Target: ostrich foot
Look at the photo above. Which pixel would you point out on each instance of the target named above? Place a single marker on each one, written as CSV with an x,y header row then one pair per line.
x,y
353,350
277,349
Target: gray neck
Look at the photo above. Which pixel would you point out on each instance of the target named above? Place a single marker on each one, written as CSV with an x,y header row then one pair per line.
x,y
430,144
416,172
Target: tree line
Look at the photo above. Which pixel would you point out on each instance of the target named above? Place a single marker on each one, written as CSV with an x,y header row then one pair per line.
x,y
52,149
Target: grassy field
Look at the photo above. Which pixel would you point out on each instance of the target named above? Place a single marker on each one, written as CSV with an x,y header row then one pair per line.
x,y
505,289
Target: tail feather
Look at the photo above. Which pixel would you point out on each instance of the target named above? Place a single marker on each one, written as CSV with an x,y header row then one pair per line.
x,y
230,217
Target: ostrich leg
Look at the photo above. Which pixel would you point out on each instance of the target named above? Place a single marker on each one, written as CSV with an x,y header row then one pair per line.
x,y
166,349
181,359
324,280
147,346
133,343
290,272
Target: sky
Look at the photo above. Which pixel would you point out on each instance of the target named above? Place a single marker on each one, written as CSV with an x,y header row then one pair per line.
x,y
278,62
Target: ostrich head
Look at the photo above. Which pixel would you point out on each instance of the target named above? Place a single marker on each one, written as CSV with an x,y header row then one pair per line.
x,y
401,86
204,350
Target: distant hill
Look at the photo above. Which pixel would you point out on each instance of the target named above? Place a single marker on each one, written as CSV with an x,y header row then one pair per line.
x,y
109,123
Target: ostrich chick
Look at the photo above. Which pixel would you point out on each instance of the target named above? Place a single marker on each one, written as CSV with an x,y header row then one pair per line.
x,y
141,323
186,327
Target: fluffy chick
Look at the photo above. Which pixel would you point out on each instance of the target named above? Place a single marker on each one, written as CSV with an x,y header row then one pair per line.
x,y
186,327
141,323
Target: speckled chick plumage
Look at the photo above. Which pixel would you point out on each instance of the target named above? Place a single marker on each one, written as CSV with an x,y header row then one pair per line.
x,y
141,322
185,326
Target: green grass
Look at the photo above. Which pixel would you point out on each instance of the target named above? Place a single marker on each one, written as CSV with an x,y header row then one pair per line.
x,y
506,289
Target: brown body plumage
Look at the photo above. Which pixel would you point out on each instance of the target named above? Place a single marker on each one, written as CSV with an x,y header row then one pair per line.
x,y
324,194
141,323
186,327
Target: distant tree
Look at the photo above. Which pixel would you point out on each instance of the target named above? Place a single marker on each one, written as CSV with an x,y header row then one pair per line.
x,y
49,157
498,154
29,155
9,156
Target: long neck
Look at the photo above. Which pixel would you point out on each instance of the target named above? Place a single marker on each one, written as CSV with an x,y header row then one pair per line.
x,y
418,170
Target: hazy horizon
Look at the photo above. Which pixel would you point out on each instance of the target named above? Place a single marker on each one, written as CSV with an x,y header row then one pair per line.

> [Goal of the exercise]: In the entries above, take the line containing "Target: distant hill" and each later line through the last, and repeat them exactly. Output nothing else.

> [Task output]:
Target: distant hill
Look at the photo above. Which pixel would you point out on each instance of the target named above? Place a single marker on each one, written as CSV with an x,y header row then one pair per line.
x,y
109,123
Target: ostrich chick
Look at the photo above. Which pixel would you point out on each instance of the target named above? Place a single marker on each one, written as CSV with an x,y header row then one pair per line.
x,y
141,323
186,327
Target: fluffy chick
Look at the photo above. Which pixel would you point out on each instance of the target named above? Place a single marker on each one, written as CSV with an x,y header row then one pair per line.
x,y
186,327
141,323
Target: speckled chick plumage
Look at the photo above. Which pixel would you point out on each instance of the target named above? Place a single marker on each one, written as CSV with an x,y header row then one pair per line.
x,y
141,322
185,326
Target: green grass
Look at the photo above. Which pixel would you point out on each instance of the target named above? Place a single marker on each one, written as CSV with an x,y header row then one pair per line.
x,y
506,289
Target: brown body plumage
Look at the photo above. Which pixel would you point out on each instance of the target named above? Place a single marker on each one, written as CSV with an x,y header row then one pair per line.
x,y
324,194
141,323
186,327
Target: distant tree
Look at the photo above. Which pixel would you point out on each instance of the target named above? Place a single marker on each one, written as CSV with an x,y header row then one pair per line.
x,y
49,157
498,154
29,155
9,156
Target: long neck
Look at the photo above. Which pixel would you point out on each instance of the target named above? Place a single marker on each one, written as CSV with an x,y header row then one pair per line.
x,y
418,170
Target: hazy horizon
Look at the photo above. Which pixel would you point out on each instance of the target named above? Place a single marker on each one, written as CSV with an x,y header row then one pair per line.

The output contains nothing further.